**EXERCISE BRIEF**
Print the data exactly, leaving nothing out.

**RECORDS TO PROCESS**
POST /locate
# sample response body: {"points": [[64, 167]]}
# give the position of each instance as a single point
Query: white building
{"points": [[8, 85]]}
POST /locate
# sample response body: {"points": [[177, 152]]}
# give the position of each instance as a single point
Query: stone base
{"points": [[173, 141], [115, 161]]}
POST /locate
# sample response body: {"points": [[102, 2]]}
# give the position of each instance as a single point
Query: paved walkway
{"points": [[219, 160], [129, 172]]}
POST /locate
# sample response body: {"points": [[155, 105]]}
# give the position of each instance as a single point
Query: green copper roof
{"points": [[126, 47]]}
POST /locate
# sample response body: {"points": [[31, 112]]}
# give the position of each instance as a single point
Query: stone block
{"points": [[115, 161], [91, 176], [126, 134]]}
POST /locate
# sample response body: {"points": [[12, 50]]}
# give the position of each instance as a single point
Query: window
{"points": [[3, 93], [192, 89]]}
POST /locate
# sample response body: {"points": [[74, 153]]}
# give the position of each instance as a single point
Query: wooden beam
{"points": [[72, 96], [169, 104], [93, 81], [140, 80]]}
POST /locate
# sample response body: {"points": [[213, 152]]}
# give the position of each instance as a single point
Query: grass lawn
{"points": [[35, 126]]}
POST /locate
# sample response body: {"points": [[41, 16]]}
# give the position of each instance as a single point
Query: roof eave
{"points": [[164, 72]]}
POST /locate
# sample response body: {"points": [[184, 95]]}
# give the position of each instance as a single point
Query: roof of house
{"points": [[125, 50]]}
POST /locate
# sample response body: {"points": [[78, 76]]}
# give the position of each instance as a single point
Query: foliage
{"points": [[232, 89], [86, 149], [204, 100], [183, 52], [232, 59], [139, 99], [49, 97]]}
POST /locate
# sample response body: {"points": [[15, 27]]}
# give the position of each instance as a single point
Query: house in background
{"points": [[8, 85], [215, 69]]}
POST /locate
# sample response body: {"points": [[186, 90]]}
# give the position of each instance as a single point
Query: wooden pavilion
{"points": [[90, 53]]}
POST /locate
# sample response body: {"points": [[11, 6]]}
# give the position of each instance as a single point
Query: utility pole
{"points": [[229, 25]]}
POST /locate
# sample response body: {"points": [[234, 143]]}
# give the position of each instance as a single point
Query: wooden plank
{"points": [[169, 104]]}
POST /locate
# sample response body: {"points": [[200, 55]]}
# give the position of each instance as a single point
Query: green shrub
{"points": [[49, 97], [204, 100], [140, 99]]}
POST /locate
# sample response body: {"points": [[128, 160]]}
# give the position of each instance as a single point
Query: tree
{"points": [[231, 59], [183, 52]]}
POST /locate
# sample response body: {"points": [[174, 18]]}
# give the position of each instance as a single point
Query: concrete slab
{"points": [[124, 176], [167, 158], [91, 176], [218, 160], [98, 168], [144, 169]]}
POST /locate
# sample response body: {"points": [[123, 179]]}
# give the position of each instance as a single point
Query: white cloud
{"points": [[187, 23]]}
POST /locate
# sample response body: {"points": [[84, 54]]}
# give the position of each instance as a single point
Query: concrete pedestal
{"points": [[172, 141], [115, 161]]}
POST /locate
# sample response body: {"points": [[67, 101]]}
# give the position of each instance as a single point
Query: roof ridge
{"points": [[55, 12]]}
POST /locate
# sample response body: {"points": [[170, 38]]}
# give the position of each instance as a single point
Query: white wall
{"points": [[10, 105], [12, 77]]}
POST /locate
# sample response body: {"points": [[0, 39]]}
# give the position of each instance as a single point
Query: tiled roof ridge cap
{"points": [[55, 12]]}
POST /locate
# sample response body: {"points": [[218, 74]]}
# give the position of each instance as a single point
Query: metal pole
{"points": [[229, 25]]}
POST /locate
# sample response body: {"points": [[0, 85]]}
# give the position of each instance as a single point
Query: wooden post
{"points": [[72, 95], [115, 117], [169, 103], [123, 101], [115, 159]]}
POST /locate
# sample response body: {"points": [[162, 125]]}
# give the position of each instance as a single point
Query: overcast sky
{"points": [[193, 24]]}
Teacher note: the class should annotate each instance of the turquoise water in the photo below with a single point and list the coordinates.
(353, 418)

**SOLVED PROBLEM**
POST /locate
# sample response body: {"points": [[64, 167]]}
# give the position of each instance as a single point
Query: white building
{"points": [[8, 85]]}
POST /locate
# sample response body: {"points": [[177, 152]]}
# give the position of each instance as a single point
Query: stone base
{"points": [[173, 141], [115, 161]]}
POST /locate
# sample response body: {"points": [[102, 2]]}
# give the position of each instance as a single point
Query: paved walkway
{"points": [[219, 160], [129, 172]]}
POST /locate
# sample response body: {"points": [[155, 105]]}
# give the position of each instance as a single point
Query: green copper roof
{"points": [[126, 47]]}
POST /locate
# sample response body: {"points": [[31, 112]]}
# give the position of each instance as a single point
Query: stone block
{"points": [[115, 161], [91, 176], [126, 134]]}
POST /locate
# sample response body: {"points": [[12, 50]]}
# give the position of each instance as a single point
Query: window
{"points": [[3, 93], [192, 89]]}
POST /locate
# sample response body: {"points": [[74, 153]]}
# give the position of each instance as a single point
Query: wooden beam
{"points": [[72, 96], [169, 104], [93, 81], [140, 80]]}
POST /locate
# sample response body: {"points": [[213, 152]]}
# give the position of each instance as a single point
Query: grass lawn
{"points": [[35, 126]]}
POST /locate
# sample response body: {"points": [[41, 16]]}
# give the position of each instance as a single point
Query: roof eave
{"points": [[164, 72]]}
POST /locate
# sample response body: {"points": [[184, 95]]}
# give the position of each instance as a single point
Query: roof of house
{"points": [[125, 50]]}
POST /locate
# sample response body: {"points": [[78, 76]]}
# give the position of each instance as a single point
Query: foliage
{"points": [[232, 89], [86, 149], [204, 100], [183, 52], [232, 59], [139, 99], [49, 97]]}
POST /locate
# sample response body: {"points": [[15, 27]]}
# give the position of each instance as a single point
Query: house in background
{"points": [[8, 85], [215, 69]]}
POST /locate
# sample response body: {"points": [[186, 90]]}
# give the position of each instance as a single point
Query: wooden pavilion
{"points": [[90, 53]]}
POST /locate
# sample response body: {"points": [[11, 6]]}
# give the position of each instance as a single point
Query: utility pole
{"points": [[229, 25]]}
POST /locate
# sample response body: {"points": [[234, 143]]}
# give the position of each instance as a single point
Query: wooden plank
{"points": [[169, 104]]}
POST /locate
# sample response body: {"points": [[200, 55]]}
# give the position of each instance as a single point
Query: green shrub
{"points": [[49, 97], [204, 100], [140, 99]]}
POST /locate
# sample response body: {"points": [[128, 160]]}
# give the position of each instance as a single point
Query: tree
{"points": [[231, 59], [183, 52]]}
POST /locate
# sample response body: {"points": [[174, 18]]}
# give the position of each instance as a single point
Query: concrete slab
{"points": [[124, 176], [167, 158], [91, 176], [218, 160], [98, 168], [144, 169]]}
POST /locate
# sample response body: {"points": [[123, 179]]}
# give the position of each instance as a single point
Query: white cloud
{"points": [[187, 23]]}
POST /locate
# sample response body: {"points": [[84, 54]]}
# give the position of each instance as a single point
Query: concrete pedestal
{"points": [[172, 141], [115, 161]]}
POST /locate
# sample response body: {"points": [[67, 101]]}
# give the position of each instance as a single point
Query: roof ridge
{"points": [[55, 12]]}
POST /locate
# sample response body: {"points": [[170, 38]]}
# give the position of each instance as a single point
Query: white wall
{"points": [[10, 105], [12, 77]]}
POST /locate
# sample response body: {"points": [[0, 39]]}
# give the position of each instance as a single point
Query: tiled roof ridge cap
{"points": [[55, 12]]}
POST /locate
# sample response body: {"points": [[218, 74]]}
# give the position of each instance as a single point
Query: metal pole
{"points": [[229, 25]]}
POST /locate
# sample response body: {"points": [[0, 85]]}
# give the position of each instance as a single point
Query: wooden post
{"points": [[72, 95], [115, 117], [169, 103], [123, 101], [115, 159]]}
POST /locate
# sample response body: {"points": [[162, 125]]}
# give the position of each instance as a single point
Query: overcast sky
{"points": [[193, 24]]}
Teacher note: the class should annotate each instance of the turquoise water in the photo below with a single point and list the coordinates.
(353, 418)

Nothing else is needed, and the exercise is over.